** Start **

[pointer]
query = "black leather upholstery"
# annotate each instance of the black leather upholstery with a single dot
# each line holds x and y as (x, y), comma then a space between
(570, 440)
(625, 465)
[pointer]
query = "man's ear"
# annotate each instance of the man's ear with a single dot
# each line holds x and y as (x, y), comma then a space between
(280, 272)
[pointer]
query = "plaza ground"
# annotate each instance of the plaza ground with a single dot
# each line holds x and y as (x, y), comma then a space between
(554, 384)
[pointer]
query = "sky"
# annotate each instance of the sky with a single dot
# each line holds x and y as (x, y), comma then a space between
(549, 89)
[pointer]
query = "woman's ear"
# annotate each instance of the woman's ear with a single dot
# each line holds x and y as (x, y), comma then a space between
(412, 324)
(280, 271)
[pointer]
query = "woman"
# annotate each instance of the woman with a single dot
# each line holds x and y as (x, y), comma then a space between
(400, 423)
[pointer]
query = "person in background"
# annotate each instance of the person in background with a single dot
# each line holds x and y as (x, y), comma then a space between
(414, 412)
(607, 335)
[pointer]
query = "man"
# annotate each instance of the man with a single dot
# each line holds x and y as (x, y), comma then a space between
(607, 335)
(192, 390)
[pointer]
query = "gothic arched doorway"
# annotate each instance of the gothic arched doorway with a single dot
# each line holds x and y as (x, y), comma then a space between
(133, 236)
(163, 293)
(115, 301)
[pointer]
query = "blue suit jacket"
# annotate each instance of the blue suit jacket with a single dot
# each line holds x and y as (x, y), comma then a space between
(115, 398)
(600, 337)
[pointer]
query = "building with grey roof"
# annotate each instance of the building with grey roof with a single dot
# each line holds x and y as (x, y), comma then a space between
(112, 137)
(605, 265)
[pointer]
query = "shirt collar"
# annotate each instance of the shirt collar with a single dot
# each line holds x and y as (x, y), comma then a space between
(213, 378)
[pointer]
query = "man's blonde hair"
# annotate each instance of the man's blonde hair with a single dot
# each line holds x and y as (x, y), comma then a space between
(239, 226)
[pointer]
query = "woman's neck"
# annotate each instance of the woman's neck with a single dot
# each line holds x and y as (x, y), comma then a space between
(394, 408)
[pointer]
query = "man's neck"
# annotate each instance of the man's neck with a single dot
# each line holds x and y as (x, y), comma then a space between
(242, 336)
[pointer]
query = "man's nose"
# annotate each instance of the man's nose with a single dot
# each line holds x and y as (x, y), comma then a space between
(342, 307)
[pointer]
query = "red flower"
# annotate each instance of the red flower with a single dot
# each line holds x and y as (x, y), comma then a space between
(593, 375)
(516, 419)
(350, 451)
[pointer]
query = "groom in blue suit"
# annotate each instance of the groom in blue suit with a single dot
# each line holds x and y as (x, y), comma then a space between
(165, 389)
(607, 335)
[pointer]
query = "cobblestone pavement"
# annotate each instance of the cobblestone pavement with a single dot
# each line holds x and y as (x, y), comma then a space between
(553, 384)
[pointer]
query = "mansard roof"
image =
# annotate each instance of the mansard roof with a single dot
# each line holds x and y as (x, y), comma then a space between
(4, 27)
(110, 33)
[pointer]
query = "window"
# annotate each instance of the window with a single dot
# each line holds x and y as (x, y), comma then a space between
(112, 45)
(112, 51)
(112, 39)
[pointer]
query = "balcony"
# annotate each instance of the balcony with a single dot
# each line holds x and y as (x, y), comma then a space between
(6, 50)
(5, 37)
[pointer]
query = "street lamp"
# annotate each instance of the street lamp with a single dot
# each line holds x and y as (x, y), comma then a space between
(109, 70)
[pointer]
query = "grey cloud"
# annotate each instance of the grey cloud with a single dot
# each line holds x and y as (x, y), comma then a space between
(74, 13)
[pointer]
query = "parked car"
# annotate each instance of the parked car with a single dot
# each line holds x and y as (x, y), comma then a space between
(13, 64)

** End **

- [JOB]:
Transcribe all entries exactly as they are given.

- [COMPLETED EXERCISE]:
[pointer]
query = "black leather upholstery"
# annotate each instance of the black leather upholstery with a single dot
# each line holds x and y as (x, y), comma then a space between
(570, 440)
(625, 465)
[pointer]
query = "man's ear"
# annotate each instance of the man's ear with a single dot
# each line holds x and y as (x, y), comma then a space between
(280, 272)
[pointer]
query = "plaza ground"
# annotate each instance of the plaza ground with a single dot
# each line holds x and y as (x, y), comma then a space between
(554, 384)
[pointer]
query = "sky"
# annotate each instance of the sky with a single dot
# each line holds x and y as (x, y), comma then a space between
(549, 89)
[pointer]
query = "woman's ear"
# annotate each instance of the woman's ear with a single dot
# each line holds x and y as (x, y), comma then a space between
(412, 324)
(280, 271)
[pointer]
query = "woman"
# annotate each instance of the woman with a single dot
# each line holds x and y as (x, y), comma then a space between
(400, 423)
[pointer]
query = "person in background"
# annotate each instance of the person in background with a single dot
# each line holds x and y as (x, y), comma then a space between
(414, 412)
(607, 335)
[pointer]
query = "man"
# annotate each instance of the man with a single dot
# each line holds x and y as (x, y), comma then a space between
(607, 335)
(192, 390)
[pointer]
query = "gothic arched doorway"
# annotate each instance of the gothic arched doorway with a single dot
# each line holds x and y as (x, y), comma then a space between
(133, 236)
(163, 293)
(115, 301)
[pointer]
query = "blue suit jacket"
# annotate each instance of the blue suit jacket with a single dot
# each line holds x and y as (x, y), comma then a space between
(115, 398)
(600, 337)
[pointer]
query = "building with grey roof"
# annotate each instance of the building with grey roof with a single dot
# each line holds x and y as (x, y), comma then a space between
(112, 137)
(605, 265)
[pointer]
query = "shirt collar"
# annotate each instance of the shirt collar with a single dot
# each line holds x and y as (x, y), comma then a space between
(213, 378)
[pointer]
query = "man's blonde hair"
# annotate each instance of the man's blonde hair with a single dot
# each line holds x and y as (x, y), comma then a space between
(239, 226)
[pointer]
query = "woman's neck"
# annotate each instance of the woman's neck with a single dot
# each line holds x and y as (x, y), comma then a space between
(394, 408)
[pointer]
query = "man's neck"
# annotate each instance of the man's neck with a single dot
# each line holds x and y as (x, y), comma then a space between
(242, 336)
[pointer]
query = "man's nose"
# annotate each instance of the man's nose with a single dot
# each line holds x and y as (x, y), comma then a space between
(342, 307)
[pointer]
query = "red flower"
# annotate each instance of the red flower with a single dot
# each line holds x and y as (x, y), comma then a space between
(593, 375)
(516, 419)
(350, 451)
[pointer]
query = "groom in blue suit"
# annotate each instance of the groom in blue suit with a single dot
# each line holds x and y as (x, y), comma then a space between
(165, 389)
(607, 335)
[pointer]
query = "cobblestone pavement"
# annotate each instance of the cobblestone pavement with a single dot
# each line holds x and y as (x, y), comma then a space between
(553, 384)
[pointer]
query = "mansard roof"
image =
# annotate each instance of the mansard roof with a single dot
# each line holds x and y as (x, y), comma then a space between
(4, 27)
(110, 33)
[pointer]
query = "window"
# annotate each instance of the window with a single dot
# each line holds x and y as (x, y), comma then a space between
(112, 45)
(112, 51)
(112, 39)
[pointer]
query = "balcony"
# annotate each instance of the balcony with a single dot
# each line holds x and y as (x, y), comma then a space between
(6, 50)
(5, 37)
[pointer]
query = "street lamp"
# annotate each instance of the street lamp with a single dot
# each line holds x and y as (x, y), comma then a space between
(109, 70)
[pointer]
query = "grey cloud"
# annotate each instance of the grey cloud with a single dot
# each line holds x and y as (x, y), comma then a space between
(74, 13)
[pointer]
query = "parked car"
# annotate each instance of the parked car with a single dot
# each line holds x and y as (x, y), comma then a space between
(13, 64)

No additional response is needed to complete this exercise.